Material supplied:
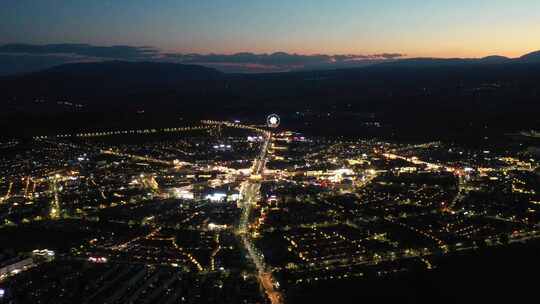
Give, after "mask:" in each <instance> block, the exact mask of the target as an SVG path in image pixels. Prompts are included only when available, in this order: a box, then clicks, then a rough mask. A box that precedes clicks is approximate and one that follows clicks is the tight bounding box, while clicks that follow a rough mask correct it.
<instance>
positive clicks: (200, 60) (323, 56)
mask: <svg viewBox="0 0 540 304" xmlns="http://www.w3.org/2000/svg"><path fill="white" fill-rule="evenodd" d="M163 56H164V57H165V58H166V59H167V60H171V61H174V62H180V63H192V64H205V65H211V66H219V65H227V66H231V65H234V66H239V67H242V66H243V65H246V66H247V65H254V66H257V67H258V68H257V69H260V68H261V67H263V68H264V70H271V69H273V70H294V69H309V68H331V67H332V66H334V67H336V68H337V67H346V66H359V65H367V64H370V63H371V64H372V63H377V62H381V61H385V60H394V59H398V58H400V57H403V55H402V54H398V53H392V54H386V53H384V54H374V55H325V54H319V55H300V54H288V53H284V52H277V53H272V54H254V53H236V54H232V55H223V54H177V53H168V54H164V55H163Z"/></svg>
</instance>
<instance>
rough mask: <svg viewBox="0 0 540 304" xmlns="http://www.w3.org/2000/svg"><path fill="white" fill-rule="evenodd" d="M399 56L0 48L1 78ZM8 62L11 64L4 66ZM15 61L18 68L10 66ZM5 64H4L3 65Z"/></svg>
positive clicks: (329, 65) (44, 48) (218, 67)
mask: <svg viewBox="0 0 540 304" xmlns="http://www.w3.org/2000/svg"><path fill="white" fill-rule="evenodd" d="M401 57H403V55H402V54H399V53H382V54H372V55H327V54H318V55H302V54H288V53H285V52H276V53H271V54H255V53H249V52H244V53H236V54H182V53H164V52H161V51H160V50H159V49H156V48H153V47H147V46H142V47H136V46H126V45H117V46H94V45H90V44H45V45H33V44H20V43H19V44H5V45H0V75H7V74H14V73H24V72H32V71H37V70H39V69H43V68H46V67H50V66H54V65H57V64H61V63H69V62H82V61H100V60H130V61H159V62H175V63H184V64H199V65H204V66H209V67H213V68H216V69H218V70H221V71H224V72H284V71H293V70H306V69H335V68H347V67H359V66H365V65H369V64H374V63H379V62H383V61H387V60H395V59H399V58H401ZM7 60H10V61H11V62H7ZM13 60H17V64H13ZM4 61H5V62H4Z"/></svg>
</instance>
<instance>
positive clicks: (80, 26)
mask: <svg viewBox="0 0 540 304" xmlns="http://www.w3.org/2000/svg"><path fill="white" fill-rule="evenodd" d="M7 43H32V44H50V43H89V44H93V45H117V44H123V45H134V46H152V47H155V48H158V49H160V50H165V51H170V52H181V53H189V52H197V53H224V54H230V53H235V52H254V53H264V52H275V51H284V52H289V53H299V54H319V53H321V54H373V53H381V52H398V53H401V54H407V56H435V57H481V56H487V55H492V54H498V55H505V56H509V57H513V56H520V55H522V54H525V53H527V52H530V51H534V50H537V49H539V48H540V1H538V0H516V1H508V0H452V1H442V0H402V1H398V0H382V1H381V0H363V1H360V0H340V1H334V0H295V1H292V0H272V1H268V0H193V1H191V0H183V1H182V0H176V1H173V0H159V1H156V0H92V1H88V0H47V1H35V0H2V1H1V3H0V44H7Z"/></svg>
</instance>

Exercise requirements: Collect the lines of the data that carry the word "rough".

Answer section:
Give, after "mask:" in each <instance> block, the exact mask of the target as an SVG path in image pixels. Prompts are included only when available, in this order: a box, then clicks, then a rough mask. A box that precedes clicks is approximate and one that follows clicks is the tight bounding box, while clicks that follow a rough mask correct it.
rough mask: <svg viewBox="0 0 540 304" xmlns="http://www.w3.org/2000/svg"><path fill="white" fill-rule="evenodd" d="M399 56L0 48L1 78ZM8 62L11 64L4 66ZM15 61L18 68L10 66ZM5 64H4L3 65Z"/></svg>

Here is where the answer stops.